Go over the data and keep only the lines that include "shorts".

Dataset items
BEGIN

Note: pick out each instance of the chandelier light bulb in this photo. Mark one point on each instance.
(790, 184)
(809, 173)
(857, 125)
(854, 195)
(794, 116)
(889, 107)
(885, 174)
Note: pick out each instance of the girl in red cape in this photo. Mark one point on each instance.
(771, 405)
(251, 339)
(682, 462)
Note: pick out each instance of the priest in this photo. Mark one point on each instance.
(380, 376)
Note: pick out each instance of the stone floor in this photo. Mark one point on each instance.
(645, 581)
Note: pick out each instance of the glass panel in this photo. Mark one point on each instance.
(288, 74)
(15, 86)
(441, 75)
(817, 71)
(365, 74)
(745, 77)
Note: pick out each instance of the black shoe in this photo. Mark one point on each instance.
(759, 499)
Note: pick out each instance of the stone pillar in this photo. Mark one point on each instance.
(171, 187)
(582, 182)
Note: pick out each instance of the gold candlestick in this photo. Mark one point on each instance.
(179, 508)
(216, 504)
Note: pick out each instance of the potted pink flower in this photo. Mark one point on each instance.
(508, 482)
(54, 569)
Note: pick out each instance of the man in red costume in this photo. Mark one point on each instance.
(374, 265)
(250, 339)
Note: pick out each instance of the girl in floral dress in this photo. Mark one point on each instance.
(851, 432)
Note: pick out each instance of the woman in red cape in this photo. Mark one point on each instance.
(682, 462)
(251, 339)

END
BEGIN

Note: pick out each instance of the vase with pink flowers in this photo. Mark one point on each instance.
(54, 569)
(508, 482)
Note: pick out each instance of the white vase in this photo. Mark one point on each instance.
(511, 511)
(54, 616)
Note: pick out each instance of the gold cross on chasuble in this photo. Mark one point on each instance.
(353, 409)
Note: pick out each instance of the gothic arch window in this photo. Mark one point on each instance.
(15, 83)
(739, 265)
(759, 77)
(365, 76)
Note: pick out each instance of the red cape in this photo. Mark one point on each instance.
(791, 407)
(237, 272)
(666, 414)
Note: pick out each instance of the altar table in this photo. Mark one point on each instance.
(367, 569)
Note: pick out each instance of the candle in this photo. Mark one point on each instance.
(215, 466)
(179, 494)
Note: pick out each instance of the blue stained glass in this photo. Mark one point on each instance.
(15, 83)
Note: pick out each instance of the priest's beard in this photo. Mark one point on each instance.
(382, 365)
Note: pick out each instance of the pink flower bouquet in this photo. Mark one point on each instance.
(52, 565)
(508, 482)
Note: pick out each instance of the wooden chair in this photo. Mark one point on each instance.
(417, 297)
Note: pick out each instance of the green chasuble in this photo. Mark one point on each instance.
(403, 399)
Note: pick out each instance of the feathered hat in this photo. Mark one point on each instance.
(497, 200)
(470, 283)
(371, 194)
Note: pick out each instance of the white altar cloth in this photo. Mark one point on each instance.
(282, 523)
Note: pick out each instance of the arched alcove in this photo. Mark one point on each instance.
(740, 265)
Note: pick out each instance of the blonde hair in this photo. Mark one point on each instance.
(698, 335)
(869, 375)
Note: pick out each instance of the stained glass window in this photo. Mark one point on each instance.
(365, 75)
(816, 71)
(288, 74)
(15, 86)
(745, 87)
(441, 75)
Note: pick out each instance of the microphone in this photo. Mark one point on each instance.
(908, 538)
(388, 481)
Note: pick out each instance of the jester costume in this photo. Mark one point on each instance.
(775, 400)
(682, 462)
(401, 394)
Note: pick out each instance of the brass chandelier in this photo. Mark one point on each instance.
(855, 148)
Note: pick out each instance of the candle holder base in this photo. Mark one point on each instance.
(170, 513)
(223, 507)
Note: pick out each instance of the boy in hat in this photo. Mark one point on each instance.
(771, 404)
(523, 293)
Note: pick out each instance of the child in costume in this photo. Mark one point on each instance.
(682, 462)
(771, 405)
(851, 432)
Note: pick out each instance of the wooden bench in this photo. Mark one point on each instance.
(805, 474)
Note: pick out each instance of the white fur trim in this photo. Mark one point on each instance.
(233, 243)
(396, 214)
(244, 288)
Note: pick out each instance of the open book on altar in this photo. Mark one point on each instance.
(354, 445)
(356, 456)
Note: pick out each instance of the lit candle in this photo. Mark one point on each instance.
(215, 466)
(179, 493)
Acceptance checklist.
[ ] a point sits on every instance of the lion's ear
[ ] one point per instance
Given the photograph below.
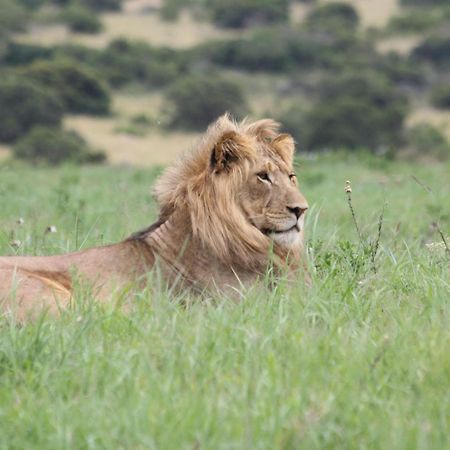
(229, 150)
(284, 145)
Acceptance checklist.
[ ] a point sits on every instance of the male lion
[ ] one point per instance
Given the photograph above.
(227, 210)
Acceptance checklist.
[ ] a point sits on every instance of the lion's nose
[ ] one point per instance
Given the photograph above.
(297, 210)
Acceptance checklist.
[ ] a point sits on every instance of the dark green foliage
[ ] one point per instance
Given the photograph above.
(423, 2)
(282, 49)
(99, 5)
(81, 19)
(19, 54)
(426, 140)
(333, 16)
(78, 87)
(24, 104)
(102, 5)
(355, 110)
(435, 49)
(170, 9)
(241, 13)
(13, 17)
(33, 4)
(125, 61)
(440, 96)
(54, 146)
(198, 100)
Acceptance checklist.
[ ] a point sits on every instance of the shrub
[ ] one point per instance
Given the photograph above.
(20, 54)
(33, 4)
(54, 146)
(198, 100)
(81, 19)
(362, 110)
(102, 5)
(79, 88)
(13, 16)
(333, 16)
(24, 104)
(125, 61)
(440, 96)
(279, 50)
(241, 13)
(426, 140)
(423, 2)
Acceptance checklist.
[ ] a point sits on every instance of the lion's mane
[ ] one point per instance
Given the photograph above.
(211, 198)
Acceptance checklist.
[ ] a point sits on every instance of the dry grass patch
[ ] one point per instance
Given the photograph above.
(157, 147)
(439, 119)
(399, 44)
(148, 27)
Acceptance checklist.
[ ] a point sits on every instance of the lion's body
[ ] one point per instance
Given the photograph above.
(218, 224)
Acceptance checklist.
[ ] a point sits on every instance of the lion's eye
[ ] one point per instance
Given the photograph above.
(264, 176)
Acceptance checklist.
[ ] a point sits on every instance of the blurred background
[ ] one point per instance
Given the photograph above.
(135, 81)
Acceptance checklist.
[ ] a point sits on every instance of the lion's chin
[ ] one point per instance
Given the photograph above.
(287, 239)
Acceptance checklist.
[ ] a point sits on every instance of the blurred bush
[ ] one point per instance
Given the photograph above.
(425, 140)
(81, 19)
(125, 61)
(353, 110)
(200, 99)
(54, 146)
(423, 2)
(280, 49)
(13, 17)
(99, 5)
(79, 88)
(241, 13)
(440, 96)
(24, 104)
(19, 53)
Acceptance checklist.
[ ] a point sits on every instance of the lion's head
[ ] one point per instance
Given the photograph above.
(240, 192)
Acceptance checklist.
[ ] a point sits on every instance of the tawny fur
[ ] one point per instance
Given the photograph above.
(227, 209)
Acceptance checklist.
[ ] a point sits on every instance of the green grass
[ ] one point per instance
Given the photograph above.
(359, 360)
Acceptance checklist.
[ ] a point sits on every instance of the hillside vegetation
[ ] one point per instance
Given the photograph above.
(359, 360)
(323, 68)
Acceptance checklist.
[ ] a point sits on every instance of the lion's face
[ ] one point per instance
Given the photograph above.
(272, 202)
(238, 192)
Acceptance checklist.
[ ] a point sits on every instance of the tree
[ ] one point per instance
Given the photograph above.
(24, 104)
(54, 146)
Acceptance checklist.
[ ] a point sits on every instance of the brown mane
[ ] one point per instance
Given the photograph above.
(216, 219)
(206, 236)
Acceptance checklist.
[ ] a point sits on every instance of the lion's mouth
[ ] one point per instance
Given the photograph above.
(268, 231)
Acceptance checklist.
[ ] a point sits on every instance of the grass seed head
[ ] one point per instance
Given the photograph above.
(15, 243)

END
BEGIN

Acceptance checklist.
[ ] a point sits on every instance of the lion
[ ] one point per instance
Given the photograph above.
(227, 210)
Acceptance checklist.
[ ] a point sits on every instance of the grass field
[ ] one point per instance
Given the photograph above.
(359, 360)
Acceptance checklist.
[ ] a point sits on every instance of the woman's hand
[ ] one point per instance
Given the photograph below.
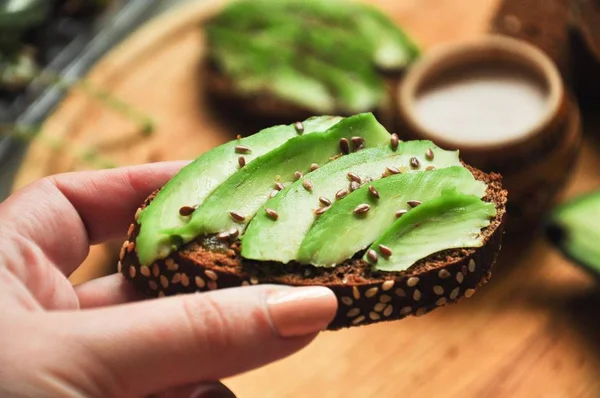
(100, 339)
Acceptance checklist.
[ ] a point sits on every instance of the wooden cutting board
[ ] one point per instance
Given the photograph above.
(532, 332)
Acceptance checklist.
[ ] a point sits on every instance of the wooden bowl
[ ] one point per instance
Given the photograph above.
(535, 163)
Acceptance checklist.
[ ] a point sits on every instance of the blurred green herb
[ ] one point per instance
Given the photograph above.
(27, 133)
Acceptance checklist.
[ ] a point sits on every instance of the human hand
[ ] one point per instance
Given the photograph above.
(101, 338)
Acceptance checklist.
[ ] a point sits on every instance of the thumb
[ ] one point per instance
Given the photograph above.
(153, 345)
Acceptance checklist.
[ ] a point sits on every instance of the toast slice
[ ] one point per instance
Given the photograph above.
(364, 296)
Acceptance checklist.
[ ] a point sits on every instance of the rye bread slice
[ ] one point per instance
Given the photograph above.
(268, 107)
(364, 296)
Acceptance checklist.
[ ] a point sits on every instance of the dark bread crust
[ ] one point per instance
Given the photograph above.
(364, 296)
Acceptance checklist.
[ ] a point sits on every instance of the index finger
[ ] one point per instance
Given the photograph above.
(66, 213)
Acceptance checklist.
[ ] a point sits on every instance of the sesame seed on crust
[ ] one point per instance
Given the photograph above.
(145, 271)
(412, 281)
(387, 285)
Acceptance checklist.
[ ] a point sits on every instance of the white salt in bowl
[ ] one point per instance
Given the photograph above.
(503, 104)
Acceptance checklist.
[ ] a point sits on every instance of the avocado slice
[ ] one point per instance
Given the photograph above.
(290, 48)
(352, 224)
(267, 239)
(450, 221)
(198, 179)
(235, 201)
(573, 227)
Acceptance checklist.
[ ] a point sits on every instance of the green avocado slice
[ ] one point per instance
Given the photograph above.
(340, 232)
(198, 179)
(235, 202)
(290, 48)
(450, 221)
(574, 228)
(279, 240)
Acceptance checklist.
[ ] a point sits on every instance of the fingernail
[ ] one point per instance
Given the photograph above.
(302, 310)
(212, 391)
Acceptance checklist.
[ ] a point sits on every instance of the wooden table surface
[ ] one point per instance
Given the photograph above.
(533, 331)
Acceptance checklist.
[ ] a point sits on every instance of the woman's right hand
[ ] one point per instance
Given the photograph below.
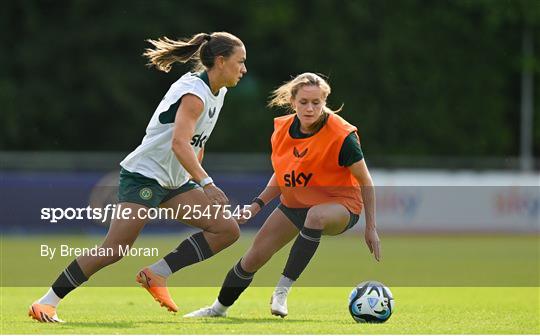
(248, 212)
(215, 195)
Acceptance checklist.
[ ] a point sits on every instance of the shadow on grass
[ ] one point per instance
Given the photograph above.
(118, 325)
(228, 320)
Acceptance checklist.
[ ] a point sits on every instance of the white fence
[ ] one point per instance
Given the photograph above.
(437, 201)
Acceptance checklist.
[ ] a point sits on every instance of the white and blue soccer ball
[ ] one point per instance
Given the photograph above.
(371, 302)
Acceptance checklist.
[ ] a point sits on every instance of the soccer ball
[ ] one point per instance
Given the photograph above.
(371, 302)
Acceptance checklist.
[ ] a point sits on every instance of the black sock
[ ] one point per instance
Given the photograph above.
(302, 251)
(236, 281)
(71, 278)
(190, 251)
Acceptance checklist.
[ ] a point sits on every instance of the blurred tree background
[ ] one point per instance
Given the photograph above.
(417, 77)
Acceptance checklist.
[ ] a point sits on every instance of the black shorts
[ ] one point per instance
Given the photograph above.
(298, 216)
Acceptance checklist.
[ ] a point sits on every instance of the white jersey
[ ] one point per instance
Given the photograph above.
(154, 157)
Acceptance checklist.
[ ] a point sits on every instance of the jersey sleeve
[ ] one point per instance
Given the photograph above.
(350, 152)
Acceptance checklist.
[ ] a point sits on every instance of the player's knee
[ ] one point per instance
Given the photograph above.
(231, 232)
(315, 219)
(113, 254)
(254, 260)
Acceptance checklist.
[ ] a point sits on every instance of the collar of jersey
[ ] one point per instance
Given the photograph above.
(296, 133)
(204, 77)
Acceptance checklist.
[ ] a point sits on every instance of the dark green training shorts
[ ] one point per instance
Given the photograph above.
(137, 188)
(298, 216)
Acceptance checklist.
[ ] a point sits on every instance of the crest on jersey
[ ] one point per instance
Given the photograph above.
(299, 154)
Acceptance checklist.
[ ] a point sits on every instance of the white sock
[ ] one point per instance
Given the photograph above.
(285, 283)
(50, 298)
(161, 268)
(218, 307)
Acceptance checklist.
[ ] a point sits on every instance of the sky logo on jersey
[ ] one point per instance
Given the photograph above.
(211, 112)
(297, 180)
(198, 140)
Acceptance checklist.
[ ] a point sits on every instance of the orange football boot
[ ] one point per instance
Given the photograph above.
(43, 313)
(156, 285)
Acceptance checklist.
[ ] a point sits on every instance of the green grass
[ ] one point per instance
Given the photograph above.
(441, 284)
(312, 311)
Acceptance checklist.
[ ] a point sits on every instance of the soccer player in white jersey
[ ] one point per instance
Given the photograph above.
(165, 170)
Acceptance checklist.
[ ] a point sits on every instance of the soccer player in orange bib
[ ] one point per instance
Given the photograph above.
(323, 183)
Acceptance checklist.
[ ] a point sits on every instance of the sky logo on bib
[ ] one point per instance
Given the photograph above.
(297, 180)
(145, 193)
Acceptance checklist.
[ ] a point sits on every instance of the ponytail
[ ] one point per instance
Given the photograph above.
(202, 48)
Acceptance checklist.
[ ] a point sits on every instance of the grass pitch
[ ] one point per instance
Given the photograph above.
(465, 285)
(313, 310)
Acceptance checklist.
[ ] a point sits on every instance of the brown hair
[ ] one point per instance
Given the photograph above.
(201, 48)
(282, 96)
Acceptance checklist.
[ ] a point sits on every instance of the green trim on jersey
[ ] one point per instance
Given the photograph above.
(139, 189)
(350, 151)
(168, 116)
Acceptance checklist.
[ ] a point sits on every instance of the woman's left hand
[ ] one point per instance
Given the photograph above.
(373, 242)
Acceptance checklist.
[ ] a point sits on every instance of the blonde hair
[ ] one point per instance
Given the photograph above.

END

__Response area__
[ ] a point sits on every instance of the black shorts
[ ] a point sits on every instance of the dark green training shorts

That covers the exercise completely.